* Assignment
Each line of the listing below must be retyped exactly, with images left out.

* * * * * * * * *

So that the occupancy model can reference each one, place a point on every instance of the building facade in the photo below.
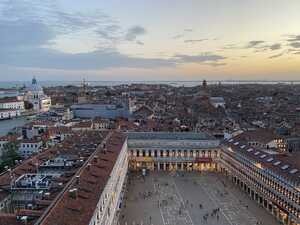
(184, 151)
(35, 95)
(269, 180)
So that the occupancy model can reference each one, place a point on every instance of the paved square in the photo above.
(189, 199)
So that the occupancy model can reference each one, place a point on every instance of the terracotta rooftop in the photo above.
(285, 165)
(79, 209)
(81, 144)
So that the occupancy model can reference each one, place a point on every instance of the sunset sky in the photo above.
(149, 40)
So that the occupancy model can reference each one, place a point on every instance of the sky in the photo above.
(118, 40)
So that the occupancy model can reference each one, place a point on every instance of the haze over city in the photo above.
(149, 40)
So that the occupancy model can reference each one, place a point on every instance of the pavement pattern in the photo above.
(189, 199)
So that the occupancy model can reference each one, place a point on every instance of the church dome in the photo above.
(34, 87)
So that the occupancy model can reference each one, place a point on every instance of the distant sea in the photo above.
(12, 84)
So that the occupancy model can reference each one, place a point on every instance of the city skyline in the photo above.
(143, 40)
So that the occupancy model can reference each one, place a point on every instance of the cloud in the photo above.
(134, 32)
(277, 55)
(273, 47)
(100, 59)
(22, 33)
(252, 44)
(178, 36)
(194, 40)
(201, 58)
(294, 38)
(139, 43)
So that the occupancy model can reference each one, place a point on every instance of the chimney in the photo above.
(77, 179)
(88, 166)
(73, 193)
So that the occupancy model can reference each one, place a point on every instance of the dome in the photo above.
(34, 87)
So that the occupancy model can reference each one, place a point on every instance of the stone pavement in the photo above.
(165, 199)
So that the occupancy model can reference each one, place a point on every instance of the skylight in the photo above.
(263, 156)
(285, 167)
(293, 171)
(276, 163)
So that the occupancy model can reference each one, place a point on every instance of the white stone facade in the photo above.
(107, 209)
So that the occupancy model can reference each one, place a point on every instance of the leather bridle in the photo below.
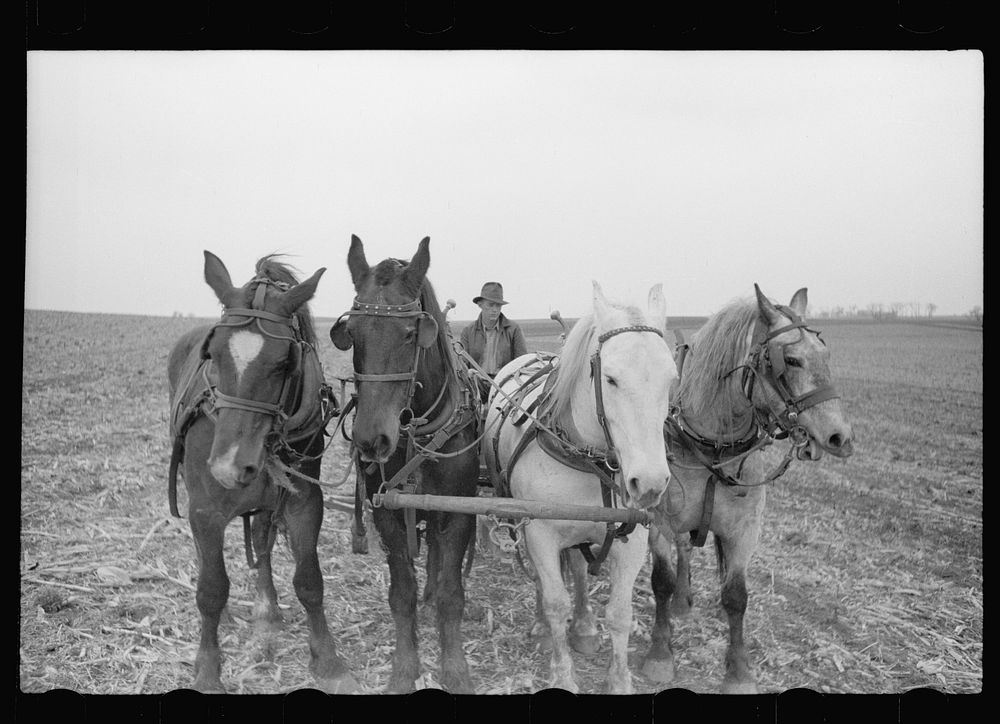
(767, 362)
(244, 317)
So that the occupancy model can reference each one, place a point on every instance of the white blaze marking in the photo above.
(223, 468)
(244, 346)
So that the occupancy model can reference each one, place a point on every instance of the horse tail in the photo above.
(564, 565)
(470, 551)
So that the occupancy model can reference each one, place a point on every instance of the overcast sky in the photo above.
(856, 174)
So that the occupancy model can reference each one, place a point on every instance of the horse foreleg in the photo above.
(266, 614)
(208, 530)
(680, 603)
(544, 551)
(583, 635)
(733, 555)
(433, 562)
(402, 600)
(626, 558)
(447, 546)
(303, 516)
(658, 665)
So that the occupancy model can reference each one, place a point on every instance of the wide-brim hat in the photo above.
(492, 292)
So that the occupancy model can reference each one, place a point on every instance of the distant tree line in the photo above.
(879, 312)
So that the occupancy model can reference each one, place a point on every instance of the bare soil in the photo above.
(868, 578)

* * * * * * * * *

* Result
So that the occupancy model can reference each one, place a point on every instance of the building facade in the photo below.
(184, 151)
(35, 95)
(269, 180)
So that the occupancy model can reference each one, place a point on every instance of the paved square in the photo above.
(189, 199)
So that the occupancy model can reference each one, place a point on every instance of the terracotta rooftop in the photo above.
(285, 165)
(79, 209)
(81, 144)
So that the occupancy model can reference each one, place a point on every instance of the sunset sky in the photo above.
(149, 40)
So that the occupancy model can reference each one, place a point on every instance of the sky in the photo above.
(118, 40)
So that the occupancy model can reference each one, place a point on every instance of the haze over city in the photo above.
(149, 40)
So that the occupancy model can reference each one, place a point on every instance of the pavement pattern in the photo above.
(189, 199)
So that the occupancy model can reference each one, place a point on every instance of the church dome in the photo above.
(34, 87)
So that the occupancy model can reference each one, place a point on every instance of the distant sea in the photo above.
(12, 84)
So that the occupancy model can reference each one, place a point on every instance of the city skyline in the photo above.
(143, 40)
So that the occupancy model can reference each one, place a point on every instance of the cloud in the photo above.
(134, 32)
(277, 55)
(273, 47)
(100, 59)
(22, 33)
(252, 44)
(178, 36)
(194, 40)
(201, 58)
(294, 38)
(139, 43)
So that the occupancy model can reference each one, place a point on every instance of the chimney in the photo above.
(77, 179)
(88, 166)
(73, 193)
So that the occupancy model can reference each one, place a point on every instance of the dome in the photo above.
(34, 87)
So that the occupancy model can reference each one, place a point on every instance of the stone pavement in the photo above.
(165, 199)
So that the occupancy model can reference each one, place a point on every instance of the skylight in the photo above.
(263, 156)
(285, 167)
(293, 171)
(276, 163)
So that the occupancy model can reference each one, place a point on every instance of the white stone facade in the photo above.
(107, 209)
So that the occupancy model can reference each one, place a point on every instance of the leather bridle in the photo below.
(767, 362)
(244, 317)
So that the occupancy model can reference each one, place a point on every instance of the white blaze marking in the photo above.
(223, 468)
(244, 346)
So that the occupancy model can reference each one, place a point on every instance of the horse tail in the photo above.
(564, 565)
(470, 551)
So that the occupancy model can reference each one, place a point on every instance of the overcast sky in the photo above.
(856, 174)
So that the occupancy model can reference each one, place a point on every instance of the horse foreleg in the photo above.
(266, 614)
(208, 530)
(680, 603)
(544, 551)
(583, 635)
(733, 555)
(433, 562)
(402, 600)
(626, 558)
(447, 546)
(303, 516)
(658, 665)
So that the occupancy model can reference each one, place a point on every instance of the wide-brim hat in the photo above.
(492, 292)
So that the occupancy model can reference each one, place a point on every instance of the distant tree line in the photo above.
(879, 312)
So that the occupancy model can reference each one, place a point on every instance of the bare soil in the photo above.
(868, 578)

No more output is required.